● **DIRECTIONS**:
Everything from the line with "Pin each instance of the white canopy" through the last line of the records below should be copied exactly, both ends included.
----------------------------------------
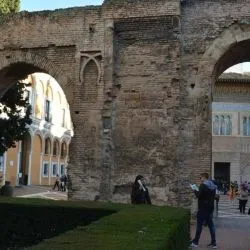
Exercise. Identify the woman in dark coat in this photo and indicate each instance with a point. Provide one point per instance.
(139, 194)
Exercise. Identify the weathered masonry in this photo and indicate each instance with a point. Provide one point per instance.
(139, 78)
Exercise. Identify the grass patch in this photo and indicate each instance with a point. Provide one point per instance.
(92, 225)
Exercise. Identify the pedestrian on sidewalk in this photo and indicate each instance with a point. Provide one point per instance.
(243, 199)
(139, 193)
(57, 183)
(206, 196)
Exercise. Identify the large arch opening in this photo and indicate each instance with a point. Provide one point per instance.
(31, 162)
(231, 122)
(223, 100)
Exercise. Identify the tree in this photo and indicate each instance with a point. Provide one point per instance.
(8, 6)
(15, 112)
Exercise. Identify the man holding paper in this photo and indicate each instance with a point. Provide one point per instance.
(205, 195)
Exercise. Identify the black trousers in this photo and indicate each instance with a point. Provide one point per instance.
(243, 206)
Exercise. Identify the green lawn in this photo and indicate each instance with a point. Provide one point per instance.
(46, 224)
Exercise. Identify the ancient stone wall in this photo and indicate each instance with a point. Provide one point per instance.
(209, 29)
(138, 76)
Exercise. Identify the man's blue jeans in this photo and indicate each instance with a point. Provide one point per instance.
(201, 218)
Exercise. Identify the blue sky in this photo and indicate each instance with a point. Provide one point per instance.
(36, 5)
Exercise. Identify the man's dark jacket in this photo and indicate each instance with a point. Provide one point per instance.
(206, 195)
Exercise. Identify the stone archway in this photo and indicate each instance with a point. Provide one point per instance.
(16, 65)
(227, 50)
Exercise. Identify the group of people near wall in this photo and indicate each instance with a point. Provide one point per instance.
(61, 183)
(240, 192)
(206, 195)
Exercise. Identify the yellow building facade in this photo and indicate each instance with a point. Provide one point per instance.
(44, 152)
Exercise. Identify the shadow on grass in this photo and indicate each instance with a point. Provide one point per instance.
(23, 225)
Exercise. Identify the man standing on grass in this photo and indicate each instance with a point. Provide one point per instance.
(205, 195)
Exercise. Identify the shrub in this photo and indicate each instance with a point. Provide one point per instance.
(125, 227)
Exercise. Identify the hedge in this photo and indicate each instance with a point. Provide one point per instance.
(43, 224)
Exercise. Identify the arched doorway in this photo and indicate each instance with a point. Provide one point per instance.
(227, 50)
(27, 167)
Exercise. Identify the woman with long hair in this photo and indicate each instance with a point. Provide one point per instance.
(139, 194)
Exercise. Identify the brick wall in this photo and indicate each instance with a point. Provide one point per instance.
(147, 109)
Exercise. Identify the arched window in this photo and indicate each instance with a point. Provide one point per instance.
(222, 124)
(222, 127)
(63, 150)
(55, 148)
(216, 125)
(228, 125)
(244, 125)
(47, 149)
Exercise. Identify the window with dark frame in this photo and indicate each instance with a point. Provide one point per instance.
(45, 169)
(47, 111)
(47, 146)
(55, 148)
(63, 117)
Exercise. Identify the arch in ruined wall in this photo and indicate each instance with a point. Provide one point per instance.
(225, 51)
(16, 65)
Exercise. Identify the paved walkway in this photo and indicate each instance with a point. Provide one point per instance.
(232, 229)
(231, 233)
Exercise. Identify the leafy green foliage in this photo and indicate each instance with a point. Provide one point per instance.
(114, 226)
(15, 112)
(9, 6)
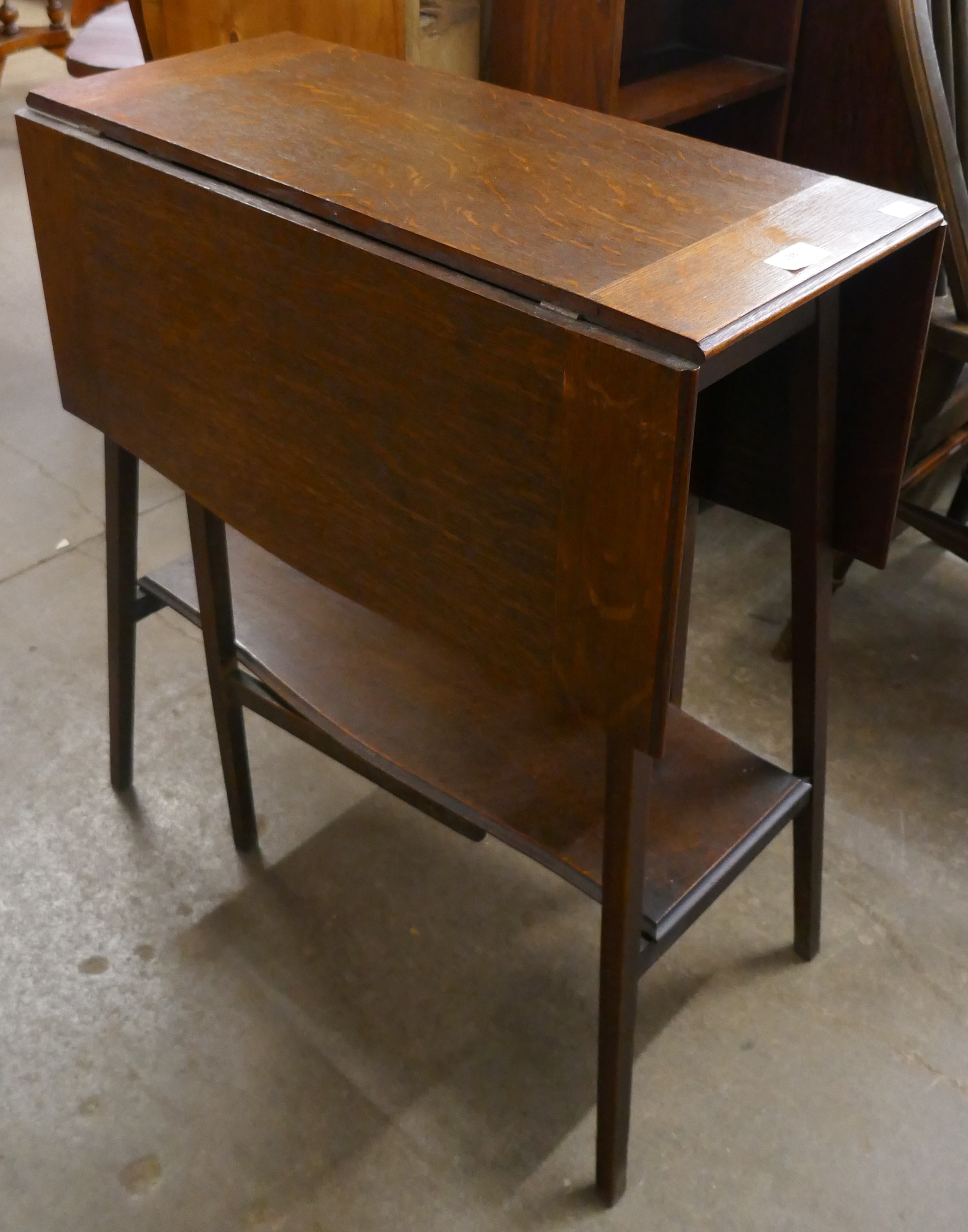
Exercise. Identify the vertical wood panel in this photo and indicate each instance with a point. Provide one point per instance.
(627, 430)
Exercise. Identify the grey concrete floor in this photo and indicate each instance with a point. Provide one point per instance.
(383, 1028)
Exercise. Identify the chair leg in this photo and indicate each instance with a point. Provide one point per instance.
(813, 408)
(628, 775)
(219, 630)
(121, 535)
(958, 508)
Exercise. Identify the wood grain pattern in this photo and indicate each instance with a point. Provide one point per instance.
(534, 776)
(318, 446)
(656, 237)
(542, 199)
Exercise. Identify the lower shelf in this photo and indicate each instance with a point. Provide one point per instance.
(703, 84)
(411, 711)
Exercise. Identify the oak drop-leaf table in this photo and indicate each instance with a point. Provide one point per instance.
(454, 363)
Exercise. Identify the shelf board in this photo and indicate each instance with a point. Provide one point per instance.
(663, 96)
(424, 721)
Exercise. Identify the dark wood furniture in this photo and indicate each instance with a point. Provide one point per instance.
(15, 37)
(938, 93)
(106, 42)
(462, 444)
(720, 70)
(869, 103)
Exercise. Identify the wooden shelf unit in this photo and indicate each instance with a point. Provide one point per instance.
(402, 709)
(717, 70)
(672, 96)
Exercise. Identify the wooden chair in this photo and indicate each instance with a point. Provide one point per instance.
(932, 45)
(15, 37)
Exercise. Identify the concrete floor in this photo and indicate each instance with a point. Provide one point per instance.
(383, 1028)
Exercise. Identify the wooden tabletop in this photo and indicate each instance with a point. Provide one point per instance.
(651, 233)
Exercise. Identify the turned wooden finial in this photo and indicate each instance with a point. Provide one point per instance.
(56, 15)
(9, 18)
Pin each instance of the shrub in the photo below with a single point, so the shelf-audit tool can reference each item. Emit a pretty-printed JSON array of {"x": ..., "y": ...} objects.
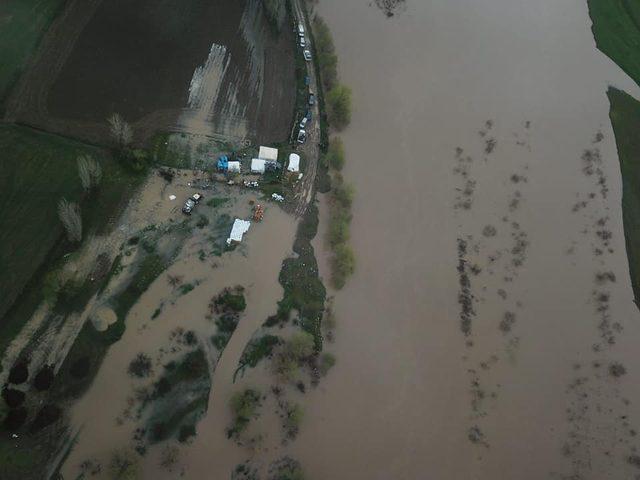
[
  {"x": 19, "y": 372},
  {"x": 124, "y": 465},
  {"x": 12, "y": 397},
  {"x": 44, "y": 378},
  {"x": 616, "y": 369},
  {"x": 140, "y": 366},
  {"x": 339, "y": 106},
  {"x": 292, "y": 420},
  {"x": 69, "y": 213},
  {"x": 327, "y": 361},
  {"x": 244, "y": 406},
  {"x": 15, "y": 419},
  {"x": 45, "y": 417}
]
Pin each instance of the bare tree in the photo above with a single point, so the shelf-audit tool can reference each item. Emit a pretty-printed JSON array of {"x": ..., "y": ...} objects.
[
  {"x": 69, "y": 213},
  {"x": 120, "y": 130},
  {"x": 89, "y": 171}
]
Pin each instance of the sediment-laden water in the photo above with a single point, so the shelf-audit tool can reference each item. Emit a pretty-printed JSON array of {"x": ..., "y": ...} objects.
[{"x": 492, "y": 296}]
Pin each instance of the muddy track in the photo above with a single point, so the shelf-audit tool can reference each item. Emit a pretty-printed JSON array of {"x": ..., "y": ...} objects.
[{"x": 311, "y": 149}]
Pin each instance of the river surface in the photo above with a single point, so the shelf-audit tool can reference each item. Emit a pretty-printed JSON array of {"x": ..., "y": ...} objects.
[{"x": 519, "y": 88}]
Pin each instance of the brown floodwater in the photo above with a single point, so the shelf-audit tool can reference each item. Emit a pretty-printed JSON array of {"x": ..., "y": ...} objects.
[
  {"x": 492, "y": 294},
  {"x": 520, "y": 87}
]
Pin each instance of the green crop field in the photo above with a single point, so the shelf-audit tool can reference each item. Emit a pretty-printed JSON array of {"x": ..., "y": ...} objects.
[
  {"x": 36, "y": 171},
  {"x": 616, "y": 28},
  {"x": 625, "y": 118},
  {"x": 22, "y": 24}
]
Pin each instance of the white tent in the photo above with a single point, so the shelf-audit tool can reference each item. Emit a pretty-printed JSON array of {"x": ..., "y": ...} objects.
[
  {"x": 240, "y": 227},
  {"x": 258, "y": 165},
  {"x": 294, "y": 163},
  {"x": 268, "y": 153}
]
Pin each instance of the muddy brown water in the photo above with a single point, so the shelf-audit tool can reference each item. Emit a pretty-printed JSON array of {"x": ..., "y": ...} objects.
[
  {"x": 400, "y": 402},
  {"x": 520, "y": 88}
]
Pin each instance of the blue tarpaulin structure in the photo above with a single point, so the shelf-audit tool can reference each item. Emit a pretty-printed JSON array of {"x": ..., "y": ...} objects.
[{"x": 223, "y": 163}]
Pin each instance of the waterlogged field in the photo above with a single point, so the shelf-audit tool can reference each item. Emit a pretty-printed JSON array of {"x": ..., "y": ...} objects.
[
  {"x": 37, "y": 171},
  {"x": 22, "y": 24},
  {"x": 148, "y": 60}
]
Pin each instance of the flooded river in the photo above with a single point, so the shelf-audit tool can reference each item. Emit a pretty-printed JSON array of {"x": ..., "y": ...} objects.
[{"x": 492, "y": 295}]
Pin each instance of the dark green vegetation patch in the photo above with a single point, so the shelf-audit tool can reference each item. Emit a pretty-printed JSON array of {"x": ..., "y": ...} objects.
[{"x": 616, "y": 28}]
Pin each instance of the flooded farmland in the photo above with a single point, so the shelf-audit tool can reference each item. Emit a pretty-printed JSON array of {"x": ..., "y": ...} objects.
[
  {"x": 143, "y": 60},
  {"x": 489, "y": 330}
]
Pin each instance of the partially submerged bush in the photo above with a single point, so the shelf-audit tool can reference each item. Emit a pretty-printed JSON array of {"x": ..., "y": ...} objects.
[
  {"x": 44, "y": 378},
  {"x": 244, "y": 406},
  {"x": 327, "y": 361},
  {"x": 19, "y": 372},
  {"x": 140, "y": 366},
  {"x": 124, "y": 465},
  {"x": 45, "y": 417}
]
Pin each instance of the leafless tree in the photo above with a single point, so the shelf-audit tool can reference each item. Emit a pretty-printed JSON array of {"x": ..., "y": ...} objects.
[
  {"x": 69, "y": 213},
  {"x": 120, "y": 130},
  {"x": 89, "y": 171}
]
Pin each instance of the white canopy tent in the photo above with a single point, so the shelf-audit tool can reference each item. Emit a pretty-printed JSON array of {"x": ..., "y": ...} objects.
[
  {"x": 294, "y": 163},
  {"x": 268, "y": 153},
  {"x": 240, "y": 227},
  {"x": 258, "y": 165}
]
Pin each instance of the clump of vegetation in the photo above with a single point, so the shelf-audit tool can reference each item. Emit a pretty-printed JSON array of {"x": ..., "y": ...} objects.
[
  {"x": 12, "y": 397},
  {"x": 244, "y": 407},
  {"x": 339, "y": 106},
  {"x": 226, "y": 324},
  {"x": 44, "y": 378},
  {"x": 293, "y": 416},
  {"x": 327, "y": 361},
  {"x": 256, "y": 350},
  {"x": 286, "y": 468},
  {"x": 19, "y": 372},
  {"x": 124, "y": 465},
  {"x": 141, "y": 366},
  {"x": 71, "y": 218},
  {"x": 291, "y": 355},
  {"x": 47, "y": 415},
  {"x": 616, "y": 369},
  {"x": 90, "y": 172},
  {"x": 231, "y": 300}
]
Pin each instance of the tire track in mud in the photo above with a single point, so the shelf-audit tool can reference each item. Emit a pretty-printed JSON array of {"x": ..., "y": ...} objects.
[
  {"x": 598, "y": 412},
  {"x": 490, "y": 254}
]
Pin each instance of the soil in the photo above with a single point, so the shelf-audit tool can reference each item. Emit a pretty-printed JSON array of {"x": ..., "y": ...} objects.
[{"x": 138, "y": 59}]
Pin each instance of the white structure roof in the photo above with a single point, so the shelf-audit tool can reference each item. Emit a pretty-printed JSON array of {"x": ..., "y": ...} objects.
[
  {"x": 294, "y": 163},
  {"x": 268, "y": 153},
  {"x": 258, "y": 165},
  {"x": 239, "y": 228}
]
----------------------------------------
● **RESULT OF THIS EXERCISE**:
Pin each instance of the white canopy tent in the photo above with a single point, so the shelf-audit tool can reference each item. Emit a pretty-printed JSON array of {"x": ..., "y": ...} objects.
[
  {"x": 294, "y": 163},
  {"x": 268, "y": 153},
  {"x": 240, "y": 227},
  {"x": 258, "y": 165}
]
Pin each instance of the clump of vegetation in the photo above with a single point, so the shelf-audit tool can reference each item. Emit a pretty-printed JSON array of {"x": ..., "y": ...} objects.
[
  {"x": 12, "y": 397},
  {"x": 244, "y": 407},
  {"x": 339, "y": 106},
  {"x": 226, "y": 324},
  {"x": 44, "y": 378},
  {"x": 293, "y": 416},
  {"x": 327, "y": 361},
  {"x": 256, "y": 350},
  {"x": 286, "y": 468},
  {"x": 19, "y": 372},
  {"x": 124, "y": 465},
  {"x": 141, "y": 366},
  {"x": 71, "y": 218},
  {"x": 291, "y": 355},
  {"x": 47, "y": 415},
  {"x": 616, "y": 369},
  {"x": 90, "y": 172},
  {"x": 231, "y": 300}
]
Pin each instance of the tire track in mud in the photo above with a single point, so the shelf-audit tool can reference each item. Emit a pretty-printed JSON array of {"x": ..., "y": ...} objects.
[
  {"x": 598, "y": 412},
  {"x": 490, "y": 254}
]
Pin each instance of the soil in the photo above with a single point, so the shelf-audit tool can reference each item. Emit a pretty-printed JSON array of {"x": ..., "y": ...} objects.
[{"x": 138, "y": 59}]
Pin each instance of the white structure roof in the photo above with a single point, so the shelf-audit tool can reference each item. Emit a pretty-printed JSON array of {"x": ..., "y": ...} objects.
[
  {"x": 294, "y": 163},
  {"x": 268, "y": 153},
  {"x": 258, "y": 165},
  {"x": 239, "y": 228}
]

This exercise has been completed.